## Source passage
+++++
Pivot Structure For Cantilevered Crane Boom

Abstract

The boom support of a mobile crane features a pivot structure which is capable of withstanding the heavy impact forces transmitted through the cantilevered boom. The improved pivot structure embodies journal blocks secured to side plates of the boom support and separable journal caps mountable upon the blocks when the main pivot shaft of the boom is in place. The heavy forces at the pivot tending to pull the journal blocks from the boom support are resisted by long tension bolts whose inherent elasticity is utilized to absorb shock loads. The tension bolts are anchored to the side plates of the boom support by anchor blocks which are in turn secured by sturdy shear bolts.

Description

BACKGROUND OF THE INVENTION

In the prior art it has been customary to form the main pivot for a cantilevered crane boom in a simple manner which involves forming aligned openings through the space side plates of the turntable mounted boom support on the crane carrier. The openings in these side plates receive journal bushings therein, which in turn receive and support the main pivot shaft for the crane boom. The ends of the main pivot shaft carry heavy removable discs or washers which serve as end thrust bearings to keep the boom structure properly centered laterally.
+++++
## Raw data
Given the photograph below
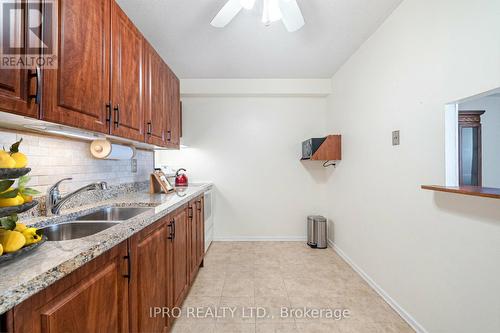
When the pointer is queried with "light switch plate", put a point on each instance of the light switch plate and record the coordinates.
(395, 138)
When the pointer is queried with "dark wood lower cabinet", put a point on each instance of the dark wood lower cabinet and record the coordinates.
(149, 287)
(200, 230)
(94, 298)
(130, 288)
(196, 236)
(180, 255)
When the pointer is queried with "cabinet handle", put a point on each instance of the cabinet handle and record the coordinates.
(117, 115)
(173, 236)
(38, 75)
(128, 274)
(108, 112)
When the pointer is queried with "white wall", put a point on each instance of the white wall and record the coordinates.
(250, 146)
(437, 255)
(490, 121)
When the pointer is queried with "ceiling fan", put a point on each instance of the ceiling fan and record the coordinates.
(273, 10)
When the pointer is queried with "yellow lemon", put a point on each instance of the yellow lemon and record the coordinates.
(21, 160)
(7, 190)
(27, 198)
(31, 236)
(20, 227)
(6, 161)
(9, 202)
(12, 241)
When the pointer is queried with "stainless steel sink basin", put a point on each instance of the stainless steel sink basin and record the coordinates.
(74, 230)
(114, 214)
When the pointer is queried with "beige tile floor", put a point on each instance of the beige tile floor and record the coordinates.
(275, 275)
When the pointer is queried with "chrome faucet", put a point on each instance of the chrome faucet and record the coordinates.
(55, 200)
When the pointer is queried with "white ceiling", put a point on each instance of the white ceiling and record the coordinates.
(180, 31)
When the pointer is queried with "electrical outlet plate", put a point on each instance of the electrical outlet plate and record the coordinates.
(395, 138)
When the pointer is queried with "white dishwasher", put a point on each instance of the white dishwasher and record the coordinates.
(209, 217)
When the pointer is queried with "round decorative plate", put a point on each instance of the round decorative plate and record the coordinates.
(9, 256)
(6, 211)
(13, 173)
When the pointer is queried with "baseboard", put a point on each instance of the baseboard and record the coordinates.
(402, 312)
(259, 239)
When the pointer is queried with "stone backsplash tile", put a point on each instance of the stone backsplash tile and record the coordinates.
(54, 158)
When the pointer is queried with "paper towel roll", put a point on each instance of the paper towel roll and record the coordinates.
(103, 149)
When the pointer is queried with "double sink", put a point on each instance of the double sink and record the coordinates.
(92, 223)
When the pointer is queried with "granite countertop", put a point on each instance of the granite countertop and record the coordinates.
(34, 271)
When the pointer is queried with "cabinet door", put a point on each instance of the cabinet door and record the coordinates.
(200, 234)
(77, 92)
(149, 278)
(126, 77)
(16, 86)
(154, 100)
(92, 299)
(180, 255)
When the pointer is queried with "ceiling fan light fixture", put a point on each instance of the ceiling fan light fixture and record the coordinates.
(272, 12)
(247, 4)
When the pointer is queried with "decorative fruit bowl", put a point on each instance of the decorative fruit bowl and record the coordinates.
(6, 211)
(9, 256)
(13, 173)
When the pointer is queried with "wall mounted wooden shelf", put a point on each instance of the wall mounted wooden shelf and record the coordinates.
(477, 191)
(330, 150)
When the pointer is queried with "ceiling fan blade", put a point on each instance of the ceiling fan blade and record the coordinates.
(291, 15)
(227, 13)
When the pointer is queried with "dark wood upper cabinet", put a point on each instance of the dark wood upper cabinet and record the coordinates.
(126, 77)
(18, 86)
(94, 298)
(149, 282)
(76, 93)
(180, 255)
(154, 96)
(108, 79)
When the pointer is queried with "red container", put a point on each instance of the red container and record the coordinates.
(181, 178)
+++++
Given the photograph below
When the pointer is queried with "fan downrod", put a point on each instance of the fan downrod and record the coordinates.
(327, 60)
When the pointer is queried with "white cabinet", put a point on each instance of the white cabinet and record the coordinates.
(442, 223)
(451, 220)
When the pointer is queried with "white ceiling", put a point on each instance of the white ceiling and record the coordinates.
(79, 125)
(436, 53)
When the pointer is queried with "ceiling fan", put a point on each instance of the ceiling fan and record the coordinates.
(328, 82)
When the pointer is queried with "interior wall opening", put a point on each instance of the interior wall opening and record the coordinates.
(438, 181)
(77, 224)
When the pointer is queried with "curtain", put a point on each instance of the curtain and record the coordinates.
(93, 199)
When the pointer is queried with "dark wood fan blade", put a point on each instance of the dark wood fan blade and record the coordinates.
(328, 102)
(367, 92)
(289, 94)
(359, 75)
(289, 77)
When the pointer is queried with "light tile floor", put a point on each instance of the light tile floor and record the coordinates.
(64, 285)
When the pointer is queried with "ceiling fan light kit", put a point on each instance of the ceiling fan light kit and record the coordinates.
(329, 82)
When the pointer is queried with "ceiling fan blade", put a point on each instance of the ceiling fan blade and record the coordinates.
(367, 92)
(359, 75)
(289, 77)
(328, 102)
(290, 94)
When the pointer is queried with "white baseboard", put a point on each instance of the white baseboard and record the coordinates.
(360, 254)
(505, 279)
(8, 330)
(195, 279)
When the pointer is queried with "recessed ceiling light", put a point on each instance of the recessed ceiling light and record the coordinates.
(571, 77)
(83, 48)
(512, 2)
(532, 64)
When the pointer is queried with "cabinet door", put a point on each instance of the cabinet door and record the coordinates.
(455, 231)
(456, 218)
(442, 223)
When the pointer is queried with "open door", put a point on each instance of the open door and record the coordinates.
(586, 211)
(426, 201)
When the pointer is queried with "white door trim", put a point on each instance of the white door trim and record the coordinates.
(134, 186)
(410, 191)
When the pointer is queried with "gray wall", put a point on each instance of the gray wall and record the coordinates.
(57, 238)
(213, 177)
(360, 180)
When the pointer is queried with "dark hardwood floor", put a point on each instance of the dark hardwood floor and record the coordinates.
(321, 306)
+++++
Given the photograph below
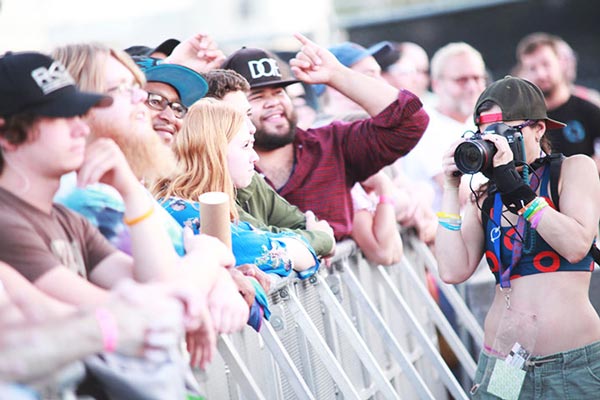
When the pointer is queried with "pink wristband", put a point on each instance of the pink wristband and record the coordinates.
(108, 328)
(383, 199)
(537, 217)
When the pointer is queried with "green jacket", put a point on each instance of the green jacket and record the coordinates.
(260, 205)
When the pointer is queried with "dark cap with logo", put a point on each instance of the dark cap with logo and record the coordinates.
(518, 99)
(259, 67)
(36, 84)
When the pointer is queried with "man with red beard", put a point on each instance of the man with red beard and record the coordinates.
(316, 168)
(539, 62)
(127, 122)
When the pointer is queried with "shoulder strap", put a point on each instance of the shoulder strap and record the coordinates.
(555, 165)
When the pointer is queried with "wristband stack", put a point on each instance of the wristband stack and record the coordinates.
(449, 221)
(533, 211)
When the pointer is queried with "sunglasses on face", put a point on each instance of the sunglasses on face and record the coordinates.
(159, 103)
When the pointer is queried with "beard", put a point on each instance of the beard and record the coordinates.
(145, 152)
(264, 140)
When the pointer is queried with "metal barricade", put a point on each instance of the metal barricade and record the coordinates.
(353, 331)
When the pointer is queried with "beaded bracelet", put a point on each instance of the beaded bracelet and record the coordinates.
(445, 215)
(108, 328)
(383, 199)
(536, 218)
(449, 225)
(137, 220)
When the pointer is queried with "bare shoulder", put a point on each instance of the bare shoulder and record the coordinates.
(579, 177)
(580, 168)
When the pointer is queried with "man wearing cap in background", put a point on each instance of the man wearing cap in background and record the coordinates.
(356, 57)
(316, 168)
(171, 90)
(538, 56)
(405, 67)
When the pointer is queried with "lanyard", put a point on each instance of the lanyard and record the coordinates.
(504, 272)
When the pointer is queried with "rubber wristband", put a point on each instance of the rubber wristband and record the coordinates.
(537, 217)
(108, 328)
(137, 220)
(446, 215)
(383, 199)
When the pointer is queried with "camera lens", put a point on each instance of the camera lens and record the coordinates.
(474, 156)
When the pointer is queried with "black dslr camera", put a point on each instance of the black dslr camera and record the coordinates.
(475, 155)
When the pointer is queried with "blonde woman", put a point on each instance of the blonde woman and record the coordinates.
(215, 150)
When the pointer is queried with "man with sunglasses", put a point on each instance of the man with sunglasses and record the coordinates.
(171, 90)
+++++
## Set problem
Please write what comes next in the passage on the crane boom pivot structure at the top, picking up right after its last sentence.

## Answer to the problem
With the ever increasing size and lifting capacity of mobile cranes and crane booms the conventional main pivot structure has proved to be inadequate and not sufficiently strong, particularly when subjected to impact loads or pulsating loads, as where a heavy bucket of concrete at the tip of the boom is suddenly emptied. Under such conditions of loading the boom tends to fulcrum around its connections with the main lift cylinders and the base of the boom tends to lift or tear the pivot journal structure from the boom support. The aforementioned journal bushings are merely welded to the side plates of the support and the welds are not strong enough to resist the extremely heavy forces involved. Another limiting factor is the thickness of the metal in the side plates which have the openings forming the ultimate support for the journal bushings. There simply is insufficient metal supporting the journal bushings to safely resist the forces involved. Because of weight factors and considerations of economy it is not practical to continually increase the thickness of the side plates on the boom support and in any case welding of the bushings to the side plates without other securing means is not adequate to resist the heavy forces transmitted through the boom pivot.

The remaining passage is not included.